→ **Task prompt**:
Copy out the entries word for word, beginning with the first line and continuing through the line containing "89 55 L 84 49", with both end lines included.

** START Items **

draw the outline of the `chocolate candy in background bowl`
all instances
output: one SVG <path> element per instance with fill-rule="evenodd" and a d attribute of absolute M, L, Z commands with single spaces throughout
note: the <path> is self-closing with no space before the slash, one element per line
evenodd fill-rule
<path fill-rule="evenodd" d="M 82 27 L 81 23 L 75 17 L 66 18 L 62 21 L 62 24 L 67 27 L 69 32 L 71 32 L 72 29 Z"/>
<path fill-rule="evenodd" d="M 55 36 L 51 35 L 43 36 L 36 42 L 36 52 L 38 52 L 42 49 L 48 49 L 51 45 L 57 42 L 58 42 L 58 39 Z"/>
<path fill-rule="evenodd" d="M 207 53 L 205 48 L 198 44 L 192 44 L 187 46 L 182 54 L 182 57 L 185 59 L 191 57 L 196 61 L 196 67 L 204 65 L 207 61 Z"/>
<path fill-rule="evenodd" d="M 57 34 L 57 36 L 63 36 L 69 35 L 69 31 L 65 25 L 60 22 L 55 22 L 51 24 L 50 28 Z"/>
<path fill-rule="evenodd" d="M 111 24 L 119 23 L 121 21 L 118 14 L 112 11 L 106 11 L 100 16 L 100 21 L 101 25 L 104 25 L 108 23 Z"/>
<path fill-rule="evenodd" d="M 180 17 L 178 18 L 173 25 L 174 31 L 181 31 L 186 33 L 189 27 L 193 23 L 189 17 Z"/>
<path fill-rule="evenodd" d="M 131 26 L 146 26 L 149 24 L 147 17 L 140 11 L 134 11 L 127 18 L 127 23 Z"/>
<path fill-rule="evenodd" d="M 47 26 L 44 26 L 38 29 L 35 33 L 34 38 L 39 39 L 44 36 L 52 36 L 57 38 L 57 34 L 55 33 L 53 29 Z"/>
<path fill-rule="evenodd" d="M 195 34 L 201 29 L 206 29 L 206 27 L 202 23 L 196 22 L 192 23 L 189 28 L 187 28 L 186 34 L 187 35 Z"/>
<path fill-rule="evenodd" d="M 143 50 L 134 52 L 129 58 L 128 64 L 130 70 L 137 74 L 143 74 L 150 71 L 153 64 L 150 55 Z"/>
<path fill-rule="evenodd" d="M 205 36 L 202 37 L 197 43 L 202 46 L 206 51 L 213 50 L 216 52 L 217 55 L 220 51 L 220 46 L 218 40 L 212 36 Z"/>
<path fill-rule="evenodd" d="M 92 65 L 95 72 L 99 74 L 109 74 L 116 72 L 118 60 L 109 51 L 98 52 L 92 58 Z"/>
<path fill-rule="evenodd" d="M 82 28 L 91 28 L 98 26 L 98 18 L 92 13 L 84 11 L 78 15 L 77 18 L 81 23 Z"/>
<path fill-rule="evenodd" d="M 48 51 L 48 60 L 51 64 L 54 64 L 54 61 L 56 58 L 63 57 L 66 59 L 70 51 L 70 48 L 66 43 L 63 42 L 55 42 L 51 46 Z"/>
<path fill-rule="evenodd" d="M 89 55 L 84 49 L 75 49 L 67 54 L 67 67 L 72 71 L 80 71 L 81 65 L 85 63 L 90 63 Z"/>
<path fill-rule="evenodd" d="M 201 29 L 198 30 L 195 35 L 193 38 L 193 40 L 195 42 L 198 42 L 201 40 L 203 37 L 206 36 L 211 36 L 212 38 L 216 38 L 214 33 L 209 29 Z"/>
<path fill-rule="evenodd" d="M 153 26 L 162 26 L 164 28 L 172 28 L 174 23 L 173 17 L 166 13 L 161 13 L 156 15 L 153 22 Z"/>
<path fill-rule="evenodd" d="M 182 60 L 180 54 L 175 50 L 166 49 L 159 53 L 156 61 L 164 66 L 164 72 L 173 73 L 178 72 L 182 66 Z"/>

** END Items **

→ **The answer**:
draw the outline of the `chocolate candy in background bowl`
all instances
output: one SVG <path> element per instance with fill-rule="evenodd" and a d attribute of absolute M, L, Z commands with single spaces throughout
note: the <path> is self-closing with no space before the slash, one element per line
evenodd fill-rule
<path fill-rule="evenodd" d="M 82 27 L 81 23 L 75 17 L 66 18 L 62 21 L 62 24 L 67 27 L 69 32 L 71 32 L 72 29 Z"/>
<path fill-rule="evenodd" d="M 55 36 L 51 35 L 43 36 L 36 42 L 36 52 L 38 52 L 42 49 L 48 49 L 51 45 L 57 42 L 58 42 L 58 39 Z"/>
<path fill-rule="evenodd" d="M 207 53 L 205 48 L 198 44 L 192 44 L 187 46 L 182 54 L 182 57 L 185 59 L 191 57 L 196 61 L 196 67 L 204 65 L 207 61 Z"/>
<path fill-rule="evenodd" d="M 57 34 L 57 36 L 63 36 L 69 35 L 69 31 L 65 25 L 60 22 L 55 22 L 51 24 L 50 28 Z"/>
<path fill-rule="evenodd" d="M 111 24 L 119 23 L 121 21 L 118 14 L 112 11 L 106 11 L 100 16 L 100 21 L 101 25 L 104 25 L 108 23 Z"/>
<path fill-rule="evenodd" d="M 180 17 L 178 18 L 173 25 L 174 31 L 181 31 L 186 33 L 189 27 L 193 23 L 189 17 Z"/>
<path fill-rule="evenodd" d="M 131 26 L 146 26 L 149 24 L 147 17 L 140 11 L 134 11 L 127 18 L 127 23 Z"/>
<path fill-rule="evenodd" d="M 47 26 L 44 26 L 38 29 L 35 33 L 34 38 L 39 39 L 44 36 L 52 36 L 57 38 L 57 34 L 55 33 L 53 29 Z"/>
<path fill-rule="evenodd" d="M 195 34 L 201 29 L 206 29 L 206 27 L 202 23 L 196 22 L 192 23 L 189 28 L 187 28 L 186 34 L 187 35 Z"/>
<path fill-rule="evenodd" d="M 143 50 L 134 52 L 129 58 L 128 64 L 130 70 L 137 74 L 143 74 L 150 71 L 153 64 L 150 55 Z"/>
<path fill-rule="evenodd" d="M 205 36 L 202 37 L 197 43 L 202 46 L 206 51 L 213 50 L 216 52 L 217 55 L 220 51 L 220 46 L 218 40 L 212 36 Z"/>
<path fill-rule="evenodd" d="M 92 65 L 95 72 L 99 74 L 109 74 L 116 72 L 118 60 L 109 51 L 98 52 L 92 58 Z"/>
<path fill-rule="evenodd" d="M 82 28 L 91 28 L 98 26 L 98 18 L 92 13 L 84 11 L 78 15 L 77 18 L 81 23 Z"/>
<path fill-rule="evenodd" d="M 48 51 L 48 60 L 51 64 L 54 64 L 54 61 L 56 58 L 63 57 L 66 59 L 70 51 L 70 48 L 66 43 L 63 42 L 55 42 L 51 46 Z"/>
<path fill-rule="evenodd" d="M 89 55 L 84 49 L 75 49 L 67 54 L 67 67 L 72 71 L 80 71 L 81 65 L 85 63 L 90 63 Z"/>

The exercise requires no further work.